-- EXERCISE TEXT --

Malian soldiers and former Tuareg rebels have staged their first joint patrol in northern Mali, a key step in a 2015 peace agreement meant to help calm a region under threat from multiple extremist and other armed groups.
As helicopters with the U.N. peacekeeping mission hovered overhead last week, 50 men in distinctive turbans started to patrol the city of Gao, a target of attacks by Islamic extremists including one in January that killed 54.
The joint battalion of some 600 people is the first to formally combine Malian soldiers with the rebels from armed independent groups of the Azawad region that signed the peace deal. The patrols are aimed at “building confidence and curtailing insecurity in northern Mali pending the full restoration of state authority,” the spokesman for the U.N. secretary-general, Stephane Dujarric, said Friday.
The new units face the challenge of securing the vast region and unearthing hidden extremists. They must also get along in the process, as the Tuaregs’ quest for autonomy has been a source of conflict for decades with the government.
“Today, it’s not a question of the Coordination of the Movements of Azawad (former Tuareg rebellion group) or the Malian army. We fight together all under the same flag: the green, the yellow and the red,” said Hassan Ag Ibrahim, a young Tuareg fighter who was patrolling on foot alongside a Malian soldier.
Northern Mali has been tense since 2012, when Islamic extremists linked to al-Qaida took over the region, exploiting a power vacuum after mutinous soldiers overthrew the president. French-backed forces pushed the extremists from strongholds the following year, but attacks have continued and have pushed further south. The U.N. mission in Mali is the deadliest active peacekeeping mission in the world.
More recently, extremists have issued statements threatening Tuareg and Arab families in northern Mali about participating in the new joint operation, and they have followed through on the threats.

-- TASK TO COMPLETE --
Continue the news report on the joint patrols in northern Mali, starting after its last sentence. The entries that come next are taken from a separate source.

-- GIVEN DATA --
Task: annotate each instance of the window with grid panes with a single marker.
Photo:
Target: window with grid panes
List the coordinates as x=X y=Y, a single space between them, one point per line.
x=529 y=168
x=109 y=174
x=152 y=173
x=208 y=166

-- TASK RESPONSE --
On Jan. 18, a suicide bomber drove an explosives-laden vehicle into a military camp in Gao, killing at least 54 people and injuring more than 100 others. A group linked to al-Qaida’s North Africa branch, al-Mourabitoun, claimed responsibility and warned of more to come to punish “all who were lured by France.”
But those backing the new joint patrol, and some residents of Gao, remain committed to the task.
Mohamed Maiga, a resident, said he hoped the joint patrol will bring peace.
“They must continue their patrols of this type so that terrorists and armed bandits stop attacks and robberies,” he said.
Addressing concerns about security risks in the joint patrols, Daniel Massamba, spokesman for the U.N. mission, said the former rebels “have been identified and investigated to be sure they are not members of an infiltrated jihadist group.”
Col. Rhissa Ag Sidi Mohammed, a Tuareg within the military and coordinator for the patrol, said the rebels who joined the force have received the necessary training.
Now that joint patrols have begun, they will spread to other areas. In the coming weeks, units will be deployed to Kidal and Taoudenit, according Col. Mohamed Ould Hassan, an officer and former Tuareg rebel.